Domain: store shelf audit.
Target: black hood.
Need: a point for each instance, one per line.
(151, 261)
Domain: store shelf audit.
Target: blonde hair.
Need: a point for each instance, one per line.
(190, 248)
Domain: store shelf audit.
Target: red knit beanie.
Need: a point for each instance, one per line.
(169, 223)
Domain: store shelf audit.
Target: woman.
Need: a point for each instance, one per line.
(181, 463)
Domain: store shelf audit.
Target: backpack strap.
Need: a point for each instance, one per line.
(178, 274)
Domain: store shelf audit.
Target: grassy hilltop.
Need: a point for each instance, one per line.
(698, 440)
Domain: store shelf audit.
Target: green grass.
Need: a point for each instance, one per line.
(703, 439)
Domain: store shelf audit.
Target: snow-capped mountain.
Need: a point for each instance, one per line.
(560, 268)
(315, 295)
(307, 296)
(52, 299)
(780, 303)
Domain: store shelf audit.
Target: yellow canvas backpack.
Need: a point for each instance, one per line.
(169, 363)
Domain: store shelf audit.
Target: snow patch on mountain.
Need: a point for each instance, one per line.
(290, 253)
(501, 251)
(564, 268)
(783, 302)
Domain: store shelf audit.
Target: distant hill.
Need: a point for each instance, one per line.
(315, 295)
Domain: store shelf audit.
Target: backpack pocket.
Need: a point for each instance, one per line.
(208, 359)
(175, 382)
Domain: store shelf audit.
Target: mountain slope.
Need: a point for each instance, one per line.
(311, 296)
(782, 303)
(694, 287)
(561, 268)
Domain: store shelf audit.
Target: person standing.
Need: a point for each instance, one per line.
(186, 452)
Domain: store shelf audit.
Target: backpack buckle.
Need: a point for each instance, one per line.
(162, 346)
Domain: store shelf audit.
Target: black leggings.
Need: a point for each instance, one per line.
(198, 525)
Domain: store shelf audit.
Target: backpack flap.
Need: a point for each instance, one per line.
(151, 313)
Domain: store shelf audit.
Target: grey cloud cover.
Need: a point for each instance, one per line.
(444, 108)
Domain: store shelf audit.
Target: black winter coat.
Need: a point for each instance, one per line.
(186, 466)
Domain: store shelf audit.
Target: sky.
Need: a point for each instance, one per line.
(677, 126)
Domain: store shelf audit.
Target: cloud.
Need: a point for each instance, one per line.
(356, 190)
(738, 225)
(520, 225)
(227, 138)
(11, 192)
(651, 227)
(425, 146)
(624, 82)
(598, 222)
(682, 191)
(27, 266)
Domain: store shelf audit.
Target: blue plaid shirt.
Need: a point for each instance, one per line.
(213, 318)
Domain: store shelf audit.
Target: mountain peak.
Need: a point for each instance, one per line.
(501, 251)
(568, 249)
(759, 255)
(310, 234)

### WHAT IS NEEDED
Quote every line of the data, word for word.

### ANSWER TO THIS TASK
Domain: store shelf audit.
Target: black hood.
Need: a point for each instance, one per line.
(151, 261)
Domain: store shelf audit.
Target: blonde hair.
Need: a point for each instance, one per line.
(190, 248)
Domain: store shelf audit.
Target: red knit beanie.
Need: a point for each instance, one per line.
(169, 223)
Domain: store shelf audit.
Target: woman.
Need: a point for each instance, one per line.
(181, 463)
Domain: store shelf audit.
Target: backpack strap.
Need: a point for each instance, one per line.
(178, 274)
Domain: store shelf audit.
Target: grassy hilltop.
Need: a point for each instance, one per line.
(698, 440)
Domain: store shelf audit.
Target: green grass.
Need: a point for each instance, one per line.
(703, 439)
Domain: store shelf audit.
Target: snow-capped mountain.
Need: a point for each instance, one per line.
(560, 268)
(315, 295)
(307, 296)
(52, 299)
(780, 303)
Domain: store shelf audit.
Target: yellow canvas backpack.
Need: a point for each instance, one per line.
(169, 363)
Domain: store shelf audit.
Target: snow patch on mountain.
Need: a point for each instance, one per line.
(290, 253)
(501, 251)
(564, 268)
(783, 302)
Domain: store shelf audit.
Target: distant hill.
Need: a point for each instance, one per line.
(315, 295)
Domain: store shelf audit.
Target: backpack pocket.
Need: a point for each instance, one per line.
(208, 359)
(175, 382)
Domain: store shelf audit.
Target: mountain slope.
Need: a point for each instance, one per line.
(311, 296)
(782, 303)
(694, 287)
(561, 268)
Domain: store shelf audit.
Target: person standing.
Need: a point for each instance, one per line.
(186, 452)
Domain: store shelf audit.
Target: backpack buckle.
Need: a point for each instance, one per line.
(162, 346)
Domain: store shelf audit.
Target: black leggings.
Need: a point for each instance, one per line.
(198, 525)
Domain: store shelf audit.
Target: backpack flap.
Need: a point for each instance, one per line.
(151, 313)
Domain: store shelf audit.
Target: grey cloud cover.
Need: a point for each instance, one per line.
(444, 108)
Domain: store shelf audit.
Target: black winter coat.
Need: a point for each instance, one per line.
(186, 466)
Domain: store shelf audit.
Target: sky.
Need: a point for each instance, one per line.
(677, 126)
Domain: store shelf audit.
Target: cloud.
Need: a point for each instance, one per line.
(356, 190)
(738, 225)
(520, 225)
(227, 138)
(11, 192)
(651, 227)
(425, 146)
(624, 82)
(598, 222)
(682, 191)
(27, 266)
Domain: store shelf audit.
Target: blue plaid shirt.
Need: a point for each instance, one per line.
(213, 318)
Domain: store shelf audit.
Target: mountain peak.
Need: a point for each instance, one per line.
(501, 251)
(568, 249)
(759, 255)
(310, 234)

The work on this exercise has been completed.